| Quoted passage |
● ● ● ● ● ● ●
Dettol’s parent company Reckitt Benckiser (RBGLY) declined to comment to CNN Business on its own remote-working policies.

The push to return to workplaces comes as Johnson announces new restrictions on social gatherings in response to a rise in Covid-19 cases, sharpening concerns over office safety.

“Wherever workers are in relatively close proximity to each other, the likelihood is these infections will take place,” Taylor said, citing multiple cases of call centers across the country reopening, only to shut amid a spike in infections.

Taylor’s research makes “absolutely clear that people were identifying serious problems with the working environment,” he said. “The occupational density of existing office spaces is such that it is almost impossible to maintain effective social distancing.”

Concerns over the economy lie at the heart of the conundrum — while homeworking has boosted local, residential high streets, city centers remain virtually deserted compared to last year, Mike Cherry, the national chair of the Federation of Small Businesses, told CNN Business. High street food and coffee chains have been particularly badly hit by the pandemic, after footfall on busy streets dropped immediately and subsequently failed to return to pre-lockdown levels.
● ● ● ● ● ● ●
| Tasks to perform |
**a.** Return the part of the passage on returning to offices during Covid-19 starting at "Concerns over the" and ending at "to pre-lockdown levels.".
**b.** Take the passage on returning to offices during Covid-19 further, picking up after its final sentence.
The rows have no connection to the passage above.
● ● ● ● ● ● ●
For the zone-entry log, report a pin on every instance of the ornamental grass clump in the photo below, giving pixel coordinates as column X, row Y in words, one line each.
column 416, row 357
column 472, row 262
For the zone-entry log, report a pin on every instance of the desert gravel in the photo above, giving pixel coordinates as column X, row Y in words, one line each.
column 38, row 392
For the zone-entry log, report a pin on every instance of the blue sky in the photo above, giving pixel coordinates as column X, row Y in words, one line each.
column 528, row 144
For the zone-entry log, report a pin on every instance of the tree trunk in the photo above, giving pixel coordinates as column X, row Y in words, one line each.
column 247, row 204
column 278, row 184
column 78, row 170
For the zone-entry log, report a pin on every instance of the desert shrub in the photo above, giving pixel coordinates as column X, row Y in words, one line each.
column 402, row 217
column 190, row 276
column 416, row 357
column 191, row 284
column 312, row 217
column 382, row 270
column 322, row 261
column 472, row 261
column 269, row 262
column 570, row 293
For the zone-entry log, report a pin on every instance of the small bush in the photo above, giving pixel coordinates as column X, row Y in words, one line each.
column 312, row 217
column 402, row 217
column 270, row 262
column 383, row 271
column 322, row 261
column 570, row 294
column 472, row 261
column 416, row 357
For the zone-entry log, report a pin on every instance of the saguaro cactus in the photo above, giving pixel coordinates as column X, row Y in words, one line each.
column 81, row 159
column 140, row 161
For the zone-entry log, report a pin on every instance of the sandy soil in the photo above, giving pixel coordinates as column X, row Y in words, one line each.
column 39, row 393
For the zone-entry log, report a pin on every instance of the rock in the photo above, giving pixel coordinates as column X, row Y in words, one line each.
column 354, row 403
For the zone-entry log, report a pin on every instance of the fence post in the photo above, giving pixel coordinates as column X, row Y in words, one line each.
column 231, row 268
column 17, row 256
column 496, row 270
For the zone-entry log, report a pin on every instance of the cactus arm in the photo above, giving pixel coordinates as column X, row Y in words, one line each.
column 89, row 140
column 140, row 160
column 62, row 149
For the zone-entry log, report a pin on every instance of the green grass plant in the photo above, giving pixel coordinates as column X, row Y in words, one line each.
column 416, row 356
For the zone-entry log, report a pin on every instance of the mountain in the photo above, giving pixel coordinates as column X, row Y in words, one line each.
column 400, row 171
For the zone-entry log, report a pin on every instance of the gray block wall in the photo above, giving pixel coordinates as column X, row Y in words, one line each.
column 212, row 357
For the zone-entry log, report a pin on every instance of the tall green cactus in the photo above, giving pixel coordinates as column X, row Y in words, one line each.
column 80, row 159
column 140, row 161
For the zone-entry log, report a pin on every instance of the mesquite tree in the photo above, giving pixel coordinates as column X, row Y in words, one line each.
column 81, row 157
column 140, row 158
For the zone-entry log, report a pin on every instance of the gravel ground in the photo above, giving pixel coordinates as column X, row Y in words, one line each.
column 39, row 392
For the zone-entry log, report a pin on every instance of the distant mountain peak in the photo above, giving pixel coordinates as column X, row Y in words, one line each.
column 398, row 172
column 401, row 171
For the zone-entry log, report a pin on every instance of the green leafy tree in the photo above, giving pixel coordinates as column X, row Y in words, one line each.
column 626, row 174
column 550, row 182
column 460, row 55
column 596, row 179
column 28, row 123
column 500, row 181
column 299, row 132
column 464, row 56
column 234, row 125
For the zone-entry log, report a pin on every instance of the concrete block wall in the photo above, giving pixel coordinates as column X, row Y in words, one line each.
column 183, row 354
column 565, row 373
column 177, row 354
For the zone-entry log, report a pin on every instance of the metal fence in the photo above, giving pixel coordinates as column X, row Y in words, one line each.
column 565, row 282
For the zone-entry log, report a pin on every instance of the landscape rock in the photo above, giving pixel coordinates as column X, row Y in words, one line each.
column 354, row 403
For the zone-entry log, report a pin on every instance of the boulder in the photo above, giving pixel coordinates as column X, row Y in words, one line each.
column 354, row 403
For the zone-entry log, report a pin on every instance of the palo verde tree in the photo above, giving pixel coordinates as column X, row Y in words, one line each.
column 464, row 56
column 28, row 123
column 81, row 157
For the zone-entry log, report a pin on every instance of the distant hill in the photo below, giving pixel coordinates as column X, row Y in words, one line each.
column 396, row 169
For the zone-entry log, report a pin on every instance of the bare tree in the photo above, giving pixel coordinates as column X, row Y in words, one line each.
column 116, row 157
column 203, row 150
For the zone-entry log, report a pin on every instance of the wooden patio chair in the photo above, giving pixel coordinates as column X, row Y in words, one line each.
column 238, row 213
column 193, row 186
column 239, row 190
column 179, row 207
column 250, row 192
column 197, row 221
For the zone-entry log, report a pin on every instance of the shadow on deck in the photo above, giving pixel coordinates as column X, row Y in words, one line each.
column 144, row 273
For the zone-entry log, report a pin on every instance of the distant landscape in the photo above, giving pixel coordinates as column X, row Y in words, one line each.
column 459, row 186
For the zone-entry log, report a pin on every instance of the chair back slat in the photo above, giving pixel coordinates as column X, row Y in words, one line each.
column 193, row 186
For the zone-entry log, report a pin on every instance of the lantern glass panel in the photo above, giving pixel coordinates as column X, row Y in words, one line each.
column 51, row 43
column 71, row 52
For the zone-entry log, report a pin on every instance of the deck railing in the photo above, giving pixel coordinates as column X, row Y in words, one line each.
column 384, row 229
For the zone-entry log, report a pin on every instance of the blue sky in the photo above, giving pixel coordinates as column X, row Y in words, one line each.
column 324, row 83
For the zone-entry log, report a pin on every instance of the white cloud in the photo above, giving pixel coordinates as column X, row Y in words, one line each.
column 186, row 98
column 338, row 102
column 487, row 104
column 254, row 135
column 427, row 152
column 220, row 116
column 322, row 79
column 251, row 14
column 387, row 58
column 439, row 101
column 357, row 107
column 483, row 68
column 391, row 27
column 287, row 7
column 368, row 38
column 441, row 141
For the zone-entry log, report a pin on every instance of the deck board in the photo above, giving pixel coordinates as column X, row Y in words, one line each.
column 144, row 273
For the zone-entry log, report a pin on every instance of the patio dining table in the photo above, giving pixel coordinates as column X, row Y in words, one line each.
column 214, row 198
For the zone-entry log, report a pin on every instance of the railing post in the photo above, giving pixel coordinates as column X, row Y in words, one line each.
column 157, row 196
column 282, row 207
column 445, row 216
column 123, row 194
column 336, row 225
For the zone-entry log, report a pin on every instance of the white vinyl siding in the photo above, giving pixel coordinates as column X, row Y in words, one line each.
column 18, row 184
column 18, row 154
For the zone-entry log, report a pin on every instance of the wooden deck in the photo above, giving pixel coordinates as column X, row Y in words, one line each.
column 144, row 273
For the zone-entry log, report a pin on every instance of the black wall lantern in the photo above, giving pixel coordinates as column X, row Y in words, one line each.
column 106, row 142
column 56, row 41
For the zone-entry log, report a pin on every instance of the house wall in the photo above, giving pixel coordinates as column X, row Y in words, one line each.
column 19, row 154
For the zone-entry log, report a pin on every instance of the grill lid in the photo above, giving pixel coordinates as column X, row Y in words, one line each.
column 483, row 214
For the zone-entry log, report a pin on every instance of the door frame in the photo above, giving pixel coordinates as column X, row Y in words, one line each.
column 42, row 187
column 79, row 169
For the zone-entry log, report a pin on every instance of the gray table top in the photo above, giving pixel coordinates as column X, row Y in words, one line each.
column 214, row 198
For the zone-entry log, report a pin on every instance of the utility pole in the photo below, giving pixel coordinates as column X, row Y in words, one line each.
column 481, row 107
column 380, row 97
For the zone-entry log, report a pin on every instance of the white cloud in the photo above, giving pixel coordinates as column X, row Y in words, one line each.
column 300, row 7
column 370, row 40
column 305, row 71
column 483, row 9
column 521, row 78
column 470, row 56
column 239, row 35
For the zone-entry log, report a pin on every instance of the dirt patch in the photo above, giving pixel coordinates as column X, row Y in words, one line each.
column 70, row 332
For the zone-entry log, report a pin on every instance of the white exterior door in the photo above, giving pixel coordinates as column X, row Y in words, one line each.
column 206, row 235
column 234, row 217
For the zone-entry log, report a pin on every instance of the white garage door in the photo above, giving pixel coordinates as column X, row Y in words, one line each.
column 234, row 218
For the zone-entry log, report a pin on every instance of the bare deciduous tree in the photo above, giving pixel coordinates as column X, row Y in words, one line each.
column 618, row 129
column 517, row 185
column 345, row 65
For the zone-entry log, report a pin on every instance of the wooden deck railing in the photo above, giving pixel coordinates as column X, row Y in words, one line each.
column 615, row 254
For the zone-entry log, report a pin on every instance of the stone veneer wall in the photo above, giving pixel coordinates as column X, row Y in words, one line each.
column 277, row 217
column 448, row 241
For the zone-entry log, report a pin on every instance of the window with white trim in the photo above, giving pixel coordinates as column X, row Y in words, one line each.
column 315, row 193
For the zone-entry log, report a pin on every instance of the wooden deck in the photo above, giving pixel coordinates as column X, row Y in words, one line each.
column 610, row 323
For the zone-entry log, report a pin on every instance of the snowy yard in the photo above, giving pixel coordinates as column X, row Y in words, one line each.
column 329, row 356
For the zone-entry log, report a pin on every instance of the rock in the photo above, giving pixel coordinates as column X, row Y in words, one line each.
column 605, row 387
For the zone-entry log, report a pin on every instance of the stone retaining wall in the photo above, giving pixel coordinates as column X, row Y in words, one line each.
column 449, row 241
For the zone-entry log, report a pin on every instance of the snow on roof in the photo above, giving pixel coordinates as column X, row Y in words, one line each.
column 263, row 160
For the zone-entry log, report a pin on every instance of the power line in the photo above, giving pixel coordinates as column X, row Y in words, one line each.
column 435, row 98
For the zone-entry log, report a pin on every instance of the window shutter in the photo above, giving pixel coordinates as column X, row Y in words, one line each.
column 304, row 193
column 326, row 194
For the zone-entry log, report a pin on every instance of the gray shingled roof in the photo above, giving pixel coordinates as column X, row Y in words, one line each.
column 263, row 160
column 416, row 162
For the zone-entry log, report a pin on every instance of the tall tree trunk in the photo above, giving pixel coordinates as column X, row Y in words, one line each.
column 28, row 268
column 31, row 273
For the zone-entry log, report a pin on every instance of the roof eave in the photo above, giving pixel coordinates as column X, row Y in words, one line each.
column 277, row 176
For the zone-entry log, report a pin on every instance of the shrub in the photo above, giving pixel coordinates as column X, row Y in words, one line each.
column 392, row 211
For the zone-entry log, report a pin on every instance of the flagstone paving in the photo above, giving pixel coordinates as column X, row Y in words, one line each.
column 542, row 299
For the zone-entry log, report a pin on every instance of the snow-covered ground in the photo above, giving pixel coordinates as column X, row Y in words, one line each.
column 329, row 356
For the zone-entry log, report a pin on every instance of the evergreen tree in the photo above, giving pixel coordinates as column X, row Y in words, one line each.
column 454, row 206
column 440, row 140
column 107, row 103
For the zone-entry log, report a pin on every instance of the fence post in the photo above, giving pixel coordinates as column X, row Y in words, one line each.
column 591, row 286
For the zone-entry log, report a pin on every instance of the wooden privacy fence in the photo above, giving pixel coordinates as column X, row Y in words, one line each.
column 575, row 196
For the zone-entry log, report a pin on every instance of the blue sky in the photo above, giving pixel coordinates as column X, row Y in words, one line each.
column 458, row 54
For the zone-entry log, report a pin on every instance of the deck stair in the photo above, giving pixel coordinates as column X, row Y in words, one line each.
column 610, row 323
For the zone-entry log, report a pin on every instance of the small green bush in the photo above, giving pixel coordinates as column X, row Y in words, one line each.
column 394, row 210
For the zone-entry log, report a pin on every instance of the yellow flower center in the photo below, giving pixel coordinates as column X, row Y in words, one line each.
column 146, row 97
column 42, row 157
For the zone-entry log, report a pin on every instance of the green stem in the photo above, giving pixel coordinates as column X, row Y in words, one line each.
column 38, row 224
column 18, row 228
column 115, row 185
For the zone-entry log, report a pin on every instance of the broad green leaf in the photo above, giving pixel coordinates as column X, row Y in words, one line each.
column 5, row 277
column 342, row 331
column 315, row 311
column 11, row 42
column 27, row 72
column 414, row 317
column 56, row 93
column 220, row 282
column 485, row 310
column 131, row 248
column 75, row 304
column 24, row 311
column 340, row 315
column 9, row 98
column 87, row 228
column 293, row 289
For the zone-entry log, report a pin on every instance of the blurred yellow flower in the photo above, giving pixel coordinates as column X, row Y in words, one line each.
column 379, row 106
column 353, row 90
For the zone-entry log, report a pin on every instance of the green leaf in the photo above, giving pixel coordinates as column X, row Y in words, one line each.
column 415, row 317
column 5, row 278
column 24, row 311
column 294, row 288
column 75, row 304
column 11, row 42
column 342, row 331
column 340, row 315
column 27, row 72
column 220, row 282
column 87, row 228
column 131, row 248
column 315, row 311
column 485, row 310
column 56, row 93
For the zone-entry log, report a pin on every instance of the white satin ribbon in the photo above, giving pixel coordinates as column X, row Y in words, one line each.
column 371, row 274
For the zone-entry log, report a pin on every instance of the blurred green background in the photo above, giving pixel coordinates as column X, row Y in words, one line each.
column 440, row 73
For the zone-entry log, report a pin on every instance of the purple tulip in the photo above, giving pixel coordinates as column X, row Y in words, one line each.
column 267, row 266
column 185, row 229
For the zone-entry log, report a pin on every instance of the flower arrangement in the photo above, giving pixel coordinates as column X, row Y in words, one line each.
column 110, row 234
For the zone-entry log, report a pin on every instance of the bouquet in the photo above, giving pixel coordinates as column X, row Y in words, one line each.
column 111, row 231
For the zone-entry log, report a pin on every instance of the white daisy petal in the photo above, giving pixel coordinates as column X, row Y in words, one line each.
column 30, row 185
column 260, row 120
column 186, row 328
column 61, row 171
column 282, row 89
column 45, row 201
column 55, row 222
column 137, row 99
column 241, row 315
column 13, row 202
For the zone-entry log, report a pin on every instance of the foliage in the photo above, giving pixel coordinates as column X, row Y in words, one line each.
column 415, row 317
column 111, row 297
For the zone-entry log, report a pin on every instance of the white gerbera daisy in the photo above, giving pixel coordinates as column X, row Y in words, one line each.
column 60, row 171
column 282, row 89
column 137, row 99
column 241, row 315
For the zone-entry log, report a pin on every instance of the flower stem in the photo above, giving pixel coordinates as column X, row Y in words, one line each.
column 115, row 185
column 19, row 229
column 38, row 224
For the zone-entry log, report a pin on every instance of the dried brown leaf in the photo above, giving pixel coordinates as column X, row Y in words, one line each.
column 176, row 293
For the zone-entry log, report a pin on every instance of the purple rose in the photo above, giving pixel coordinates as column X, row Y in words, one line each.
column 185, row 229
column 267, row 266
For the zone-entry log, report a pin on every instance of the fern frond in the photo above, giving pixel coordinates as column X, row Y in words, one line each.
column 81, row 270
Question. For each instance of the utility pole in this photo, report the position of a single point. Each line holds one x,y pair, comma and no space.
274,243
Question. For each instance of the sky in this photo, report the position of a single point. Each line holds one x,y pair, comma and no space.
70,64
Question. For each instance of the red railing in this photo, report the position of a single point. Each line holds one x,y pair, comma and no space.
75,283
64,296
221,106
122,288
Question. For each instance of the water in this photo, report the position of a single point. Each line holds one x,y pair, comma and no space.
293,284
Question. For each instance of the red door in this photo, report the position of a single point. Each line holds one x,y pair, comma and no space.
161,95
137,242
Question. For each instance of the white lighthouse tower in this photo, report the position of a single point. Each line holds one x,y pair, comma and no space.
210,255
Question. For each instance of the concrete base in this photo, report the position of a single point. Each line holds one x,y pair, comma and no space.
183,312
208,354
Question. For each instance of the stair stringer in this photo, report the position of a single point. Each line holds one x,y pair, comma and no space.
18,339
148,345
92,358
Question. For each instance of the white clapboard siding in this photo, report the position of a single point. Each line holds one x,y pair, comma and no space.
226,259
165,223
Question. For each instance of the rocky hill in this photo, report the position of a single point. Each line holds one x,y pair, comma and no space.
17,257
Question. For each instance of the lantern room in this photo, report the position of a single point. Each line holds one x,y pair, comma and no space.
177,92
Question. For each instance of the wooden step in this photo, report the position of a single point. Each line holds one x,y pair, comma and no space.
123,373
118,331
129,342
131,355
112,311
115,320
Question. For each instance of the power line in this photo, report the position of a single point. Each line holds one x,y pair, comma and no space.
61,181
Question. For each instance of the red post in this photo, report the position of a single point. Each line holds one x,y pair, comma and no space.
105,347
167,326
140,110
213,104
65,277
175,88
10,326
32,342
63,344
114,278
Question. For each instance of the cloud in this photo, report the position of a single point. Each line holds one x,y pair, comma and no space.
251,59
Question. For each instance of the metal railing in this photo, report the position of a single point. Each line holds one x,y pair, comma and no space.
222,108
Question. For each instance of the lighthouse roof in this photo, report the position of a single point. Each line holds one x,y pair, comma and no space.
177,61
● ● ● ● ● ● ●
| Answers in order |
**a.**
Concerns over the economy lie at the heart of the conundrum — while homeworking has boosted local, residential high streets, city centers remain virtually deserted compared to last year, Mike Cherry, the national chair of the Federation of Small Businesses, told CNN Business. High street food and coffee chains have been particularly badly hit by the pandemic, after footfall on busy streets dropped immediately and subsequently failed to return to pre-lockdown levels.

**b.**
The UK economy recorded its third consecutive month of growth in July, but it has still only recovered just over half of the output lost because of the coronavirus.

A paradigm shift in the way Brits work

The pandemic has also unleashed a new era of homeworking that many employees simply don’t want to give up – and that is shaping up to be a major problem for the government.

Around a third of British employees under 60 are already planning to work from home more when things return to normal, according to a study by London’s UCL, while Cardiff University research found that a full nine in 10 workers who have logged on from home during the pandemic want to continue to do so.

“One of the things that’s happened as a result of this lockdown is that people have found they have places where they can work easily and with less distractions — and there are advantages to working from home,” said Paul Bernal, whose tweet criticizing a Daily Mail front page on the issue went viral last week.

“More people have recognized that than I expected, and than the government expected,” he told CNN Business.

Bernal is now one of countless workers at odds with the government’s messaging, and hoping for more flexible arrangements in the future.

He contested any suggestion that productivity is affected. “I’ve produced a hell of a lot while I’ve been locked down — probably more than before,” he said.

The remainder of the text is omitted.